EXERCISE PROMPT:
Reproduce the records verbatim, from the start through the line containing "<point>694,1054</point>", and omit the pictures from your answer.

BEGIN DATA RECORDS

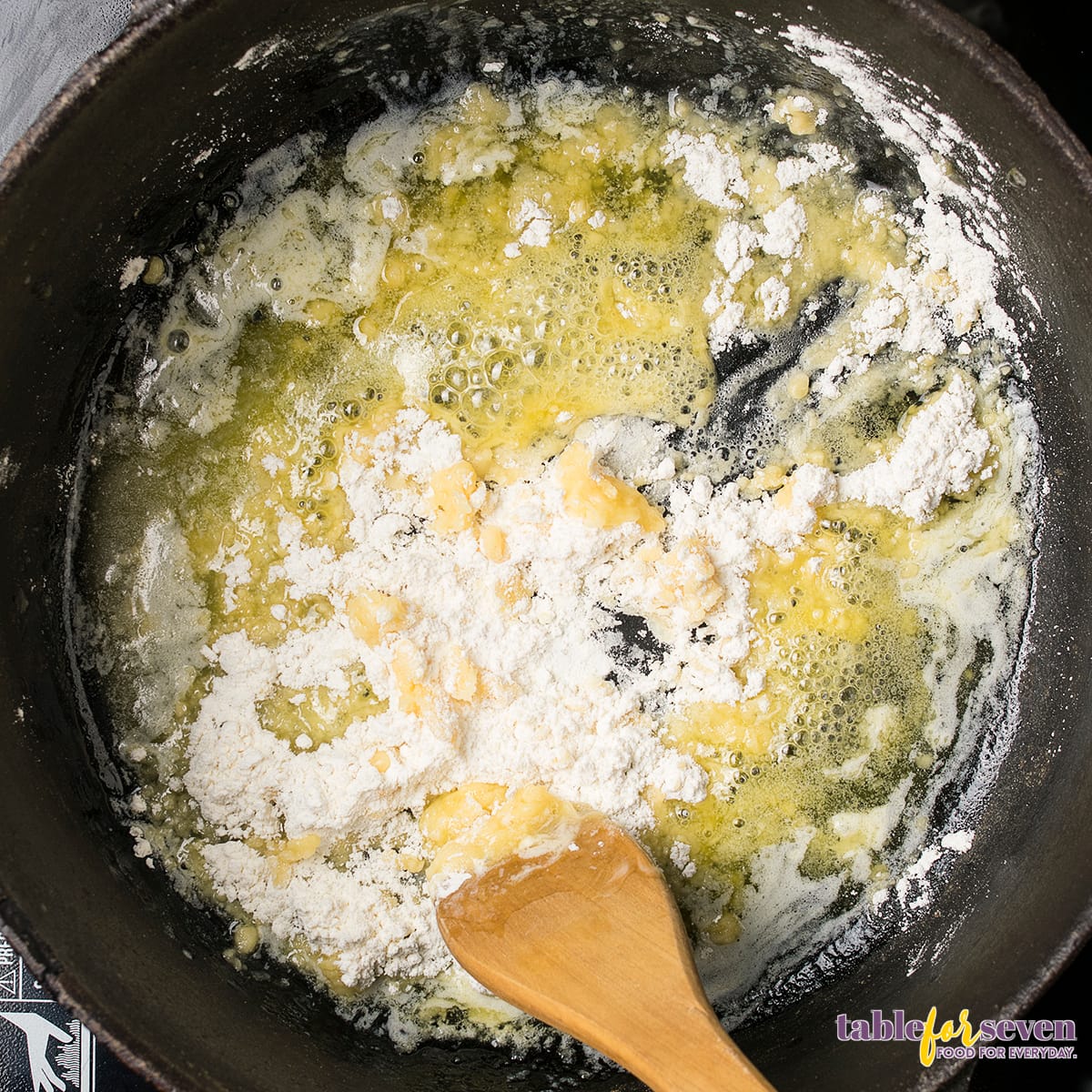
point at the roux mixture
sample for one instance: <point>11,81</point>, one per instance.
<point>443,502</point>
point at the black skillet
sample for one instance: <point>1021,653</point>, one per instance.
<point>107,173</point>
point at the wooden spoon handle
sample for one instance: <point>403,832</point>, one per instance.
<point>694,1054</point>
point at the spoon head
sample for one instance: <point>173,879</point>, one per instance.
<point>577,938</point>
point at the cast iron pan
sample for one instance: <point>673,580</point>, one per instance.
<point>108,173</point>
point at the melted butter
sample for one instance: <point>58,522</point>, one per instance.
<point>568,284</point>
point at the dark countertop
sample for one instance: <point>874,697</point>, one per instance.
<point>43,41</point>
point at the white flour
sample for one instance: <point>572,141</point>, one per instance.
<point>495,644</point>
<point>541,713</point>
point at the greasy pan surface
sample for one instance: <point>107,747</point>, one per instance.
<point>108,174</point>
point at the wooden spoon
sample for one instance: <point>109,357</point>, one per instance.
<point>590,940</point>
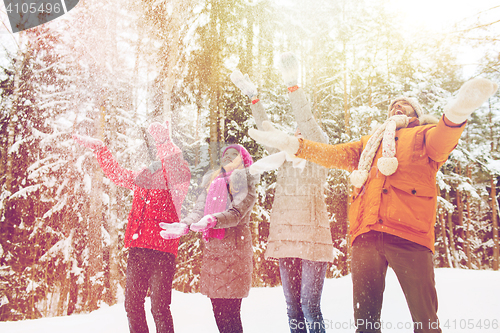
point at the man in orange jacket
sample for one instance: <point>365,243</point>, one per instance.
<point>393,206</point>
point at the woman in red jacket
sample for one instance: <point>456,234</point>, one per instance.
<point>159,191</point>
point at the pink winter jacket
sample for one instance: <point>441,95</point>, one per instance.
<point>150,206</point>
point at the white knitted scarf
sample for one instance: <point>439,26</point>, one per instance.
<point>388,163</point>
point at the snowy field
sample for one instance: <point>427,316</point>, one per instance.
<point>469,301</point>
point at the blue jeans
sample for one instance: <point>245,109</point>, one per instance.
<point>153,270</point>
<point>413,264</point>
<point>302,282</point>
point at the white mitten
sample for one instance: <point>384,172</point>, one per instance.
<point>289,67</point>
<point>471,95</point>
<point>88,142</point>
<point>273,137</point>
<point>173,230</point>
<point>159,132</point>
<point>243,82</point>
<point>207,222</point>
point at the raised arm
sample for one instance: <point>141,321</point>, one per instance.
<point>308,126</point>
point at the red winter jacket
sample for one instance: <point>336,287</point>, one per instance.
<point>150,206</point>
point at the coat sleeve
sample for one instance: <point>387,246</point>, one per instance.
<point>242,203</point>
<point>259,115</point>
<point>340,156</point>
<point>441,140</point>
<point>307,124</point>
<point>118,175</point>
<point>176,172</point>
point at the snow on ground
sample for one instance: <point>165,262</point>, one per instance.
<point>469,301</point>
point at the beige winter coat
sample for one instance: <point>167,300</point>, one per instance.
<point>299,221</point>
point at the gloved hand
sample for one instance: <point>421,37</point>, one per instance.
<point>207,222</point>
<point>273,137</point>
<point>173,230</point>
<point>471,95</point>
<point>289,67</point>
<point>88,142</point>
<point>243,82</point>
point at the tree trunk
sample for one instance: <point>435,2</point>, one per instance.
<point>494,218</point>
<point>451,231</point>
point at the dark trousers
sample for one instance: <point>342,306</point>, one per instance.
<point>227,314</point>
<point>413,264</point>
<point>302,282</point>
<point>154,270</point>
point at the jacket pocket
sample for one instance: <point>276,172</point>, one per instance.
<point>412,206</point>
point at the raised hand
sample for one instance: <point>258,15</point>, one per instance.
<point>88,142</point>
<point>273,137</point>
<point>471,95</point>
<point>207,222</point>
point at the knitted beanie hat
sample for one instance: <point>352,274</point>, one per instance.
<point>413,102</point>
<point>245,155</point>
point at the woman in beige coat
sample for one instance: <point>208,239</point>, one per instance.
<point>299,236</point>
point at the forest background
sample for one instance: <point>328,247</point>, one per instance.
<point>108,69</point>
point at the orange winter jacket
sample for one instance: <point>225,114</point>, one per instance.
<point>404,203</point>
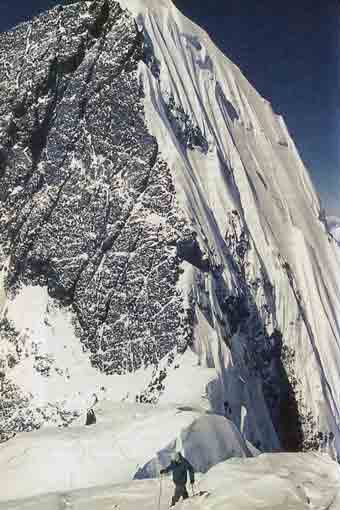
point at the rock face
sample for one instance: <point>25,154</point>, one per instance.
<point>87,207</point>
<point>161,205</point>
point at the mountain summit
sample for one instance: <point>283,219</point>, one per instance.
<point>160,238</point>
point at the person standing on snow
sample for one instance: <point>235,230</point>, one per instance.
<point>179,467</point>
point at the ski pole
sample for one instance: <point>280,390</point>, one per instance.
<point>160,492</point>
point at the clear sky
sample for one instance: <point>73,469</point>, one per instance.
<point>289,50</point>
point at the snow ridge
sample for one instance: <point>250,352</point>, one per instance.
<point>161,240</point>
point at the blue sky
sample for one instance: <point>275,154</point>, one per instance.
<point>290,52</point>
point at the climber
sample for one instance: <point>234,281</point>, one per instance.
<point>90,417</point>
<point>179,467</point>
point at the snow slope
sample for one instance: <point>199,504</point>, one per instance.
<point>129,442</point>
<point>334,226</point>
<point>232,266</point>
<point>287,481</point>
<point>249,165</point>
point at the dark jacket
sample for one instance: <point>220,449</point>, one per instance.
<point>179,471</point>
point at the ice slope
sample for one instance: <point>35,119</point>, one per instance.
<point>129,442</point>
<point>250,165</point>
<point>280,481</point>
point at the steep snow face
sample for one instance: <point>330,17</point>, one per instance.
<point>268,308</point>
<point>160,236</point>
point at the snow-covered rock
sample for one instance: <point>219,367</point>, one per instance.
<point>161,240</point>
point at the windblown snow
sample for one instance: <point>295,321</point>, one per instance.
<point>164,260</point>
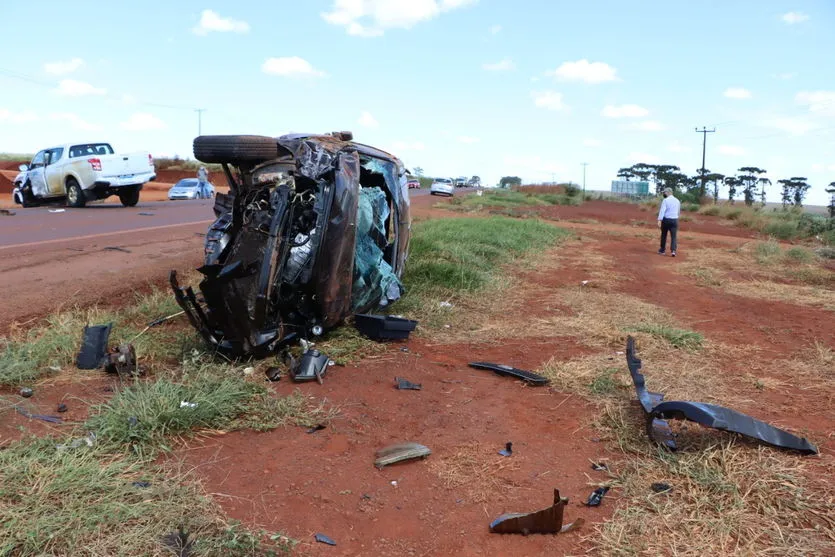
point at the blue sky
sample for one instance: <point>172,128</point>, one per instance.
<point>457,87</point>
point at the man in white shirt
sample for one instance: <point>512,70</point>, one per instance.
<point>668,221</point>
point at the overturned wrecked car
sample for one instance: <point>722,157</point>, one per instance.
<point>315,228</point>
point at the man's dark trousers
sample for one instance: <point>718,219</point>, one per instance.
<point>671,226</point>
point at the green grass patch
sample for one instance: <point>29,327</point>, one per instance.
<point>678,338</point>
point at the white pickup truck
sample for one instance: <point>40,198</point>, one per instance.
<point>83,172</point>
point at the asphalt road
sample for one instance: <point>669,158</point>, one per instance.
<point>54,224</point>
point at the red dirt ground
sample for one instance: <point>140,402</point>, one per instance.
<point>300,484</point>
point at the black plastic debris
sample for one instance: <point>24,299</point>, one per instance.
<point>384,327</point>
<point>596,496</point>
<point>546,521</point>
<point>50,419</point>
<point>321,538</point>
<point>93,346</point>
<point>661,487</point>
<point>711,415</point>
<point>178,542</point>
<point>400,452</point>
<point>311,366</point>
<point>273,374</point>
<point>501,369</point>
<point>406,385</point>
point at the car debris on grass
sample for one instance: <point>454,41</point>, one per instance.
<point>711,415</point>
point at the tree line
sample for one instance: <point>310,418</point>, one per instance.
<point>750,181</point>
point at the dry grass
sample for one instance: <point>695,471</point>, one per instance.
<point>476,470</point>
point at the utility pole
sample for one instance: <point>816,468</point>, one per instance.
<point>704,131</point>
<point>585,164</point>
<point>199,112</point>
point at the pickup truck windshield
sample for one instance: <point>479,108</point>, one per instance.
<point>90,149</point>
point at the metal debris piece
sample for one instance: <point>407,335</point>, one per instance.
<point>321,538</point>
<point>312,365</point>
<point>406,385</point>
<point>121,360</point>
<point>546,521</point>
<point>93,346</point>
<point>661,487</point>
<point>501,369</point>
<point>89,440</point>
<point>400,452</point>
<point>50,419</point>
<point>596,496</point>
<point>710,415</point>
<point>273,373</point>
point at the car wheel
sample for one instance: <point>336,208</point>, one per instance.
<point>75,195</point>
<point>235,148</point>
<point>130,197</point>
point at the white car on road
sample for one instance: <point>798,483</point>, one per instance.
<point>83,172</point>
<point>189,188</point>
<point>442,186</point>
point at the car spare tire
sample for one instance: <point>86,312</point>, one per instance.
<point>235,148</point>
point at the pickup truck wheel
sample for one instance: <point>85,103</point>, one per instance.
<point>75,196</point>
<point>130,197</point>
<point>235,149</point>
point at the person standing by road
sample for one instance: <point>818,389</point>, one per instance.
<point>668,221</point>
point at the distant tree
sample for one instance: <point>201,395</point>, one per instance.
<point>749,178</point>
<point>733,183</point>
<point>510,181</point>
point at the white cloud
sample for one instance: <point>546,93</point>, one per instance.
<point>583,70</point>
<point>143,121</point>
<point>737,93</point>
<point>676,147</point>
<point>794,17</point>
<point>371,18</point>
<point>403,146</point>
<point>367,120</point>
<point>624,111</point>
<point>210,21</point>
<point>75,120</point>
<point>18,117</point>
<point>549,100</point>
<point>290,66</point>
<point>819,102</point>
<point>636,157</point>
<point>73,88</point>
<point>63,68</point>
<point>732,150</point>
<point>792,125</point>
<point>648,126</point>
<point>502,65</point>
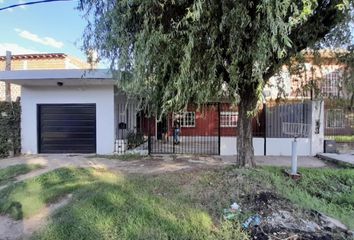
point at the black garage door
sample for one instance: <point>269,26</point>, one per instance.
<point>67,128</point>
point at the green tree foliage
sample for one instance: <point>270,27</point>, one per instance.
<point>202,50</point>
<point>10,135</point>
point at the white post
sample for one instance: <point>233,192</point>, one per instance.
<point>294,157</point>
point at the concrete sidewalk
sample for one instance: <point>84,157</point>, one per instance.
<point>345,158</point>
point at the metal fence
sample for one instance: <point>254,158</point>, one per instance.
<point>199,129</point>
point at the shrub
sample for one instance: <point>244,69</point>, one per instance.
<point>10,134</point>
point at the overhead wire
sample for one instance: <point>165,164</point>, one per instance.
<point>31,3</point>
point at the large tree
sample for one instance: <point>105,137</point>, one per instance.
<point>182,51</point>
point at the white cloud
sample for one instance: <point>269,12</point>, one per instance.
<point>42,40</point>
<point>15,49</point>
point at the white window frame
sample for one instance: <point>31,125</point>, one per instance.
<point>228,122</point>
<point>187,117</point>
<point>333,123</point>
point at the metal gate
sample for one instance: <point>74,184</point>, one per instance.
<point>194,131</point>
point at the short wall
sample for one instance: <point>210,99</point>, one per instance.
<point>102,96</point>
<point>275,146</point>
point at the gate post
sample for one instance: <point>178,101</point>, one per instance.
<point>317,127</point>
<point>265,127</point>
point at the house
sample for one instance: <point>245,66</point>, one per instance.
<point>37,62</point>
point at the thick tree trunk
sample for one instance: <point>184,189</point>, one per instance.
<point>245,151</point>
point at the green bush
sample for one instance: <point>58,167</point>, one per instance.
<point>10,135</point>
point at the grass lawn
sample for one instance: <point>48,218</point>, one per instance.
<point>184,205</point>
<point>10,173</point>
<point>342,138</point>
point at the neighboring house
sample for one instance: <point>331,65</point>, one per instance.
<point>37,62</point>
<point>318,78</point>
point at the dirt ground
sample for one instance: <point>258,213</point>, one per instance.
<point>12,229</point>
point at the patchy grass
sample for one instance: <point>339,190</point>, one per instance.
<point>328,190</point>
<point>10,173</point>
<point>123,157</point>
<point>182,205</point>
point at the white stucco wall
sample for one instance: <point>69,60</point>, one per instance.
<point>102,96</point>
<point>228,146</point>
<point>275,146</point>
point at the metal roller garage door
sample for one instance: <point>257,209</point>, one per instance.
<point>67,128</point>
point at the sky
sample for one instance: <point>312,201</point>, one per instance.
<point>54,27</point>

END DATA RECORDS

RESPONSE FOR THIS EXERCISE:
point at the roux mixture
sample for one instance: <point>11,81</point>, one per instance.
<point>443,502</point>
point at the black skillet
sample for one instance: <point>1021,653</point>, one per instance.
<point>107,173</point>
point at the wooden spoon handle
sample for one instance: <point>403,832</point>, one per instance.
<point>694,1054</point>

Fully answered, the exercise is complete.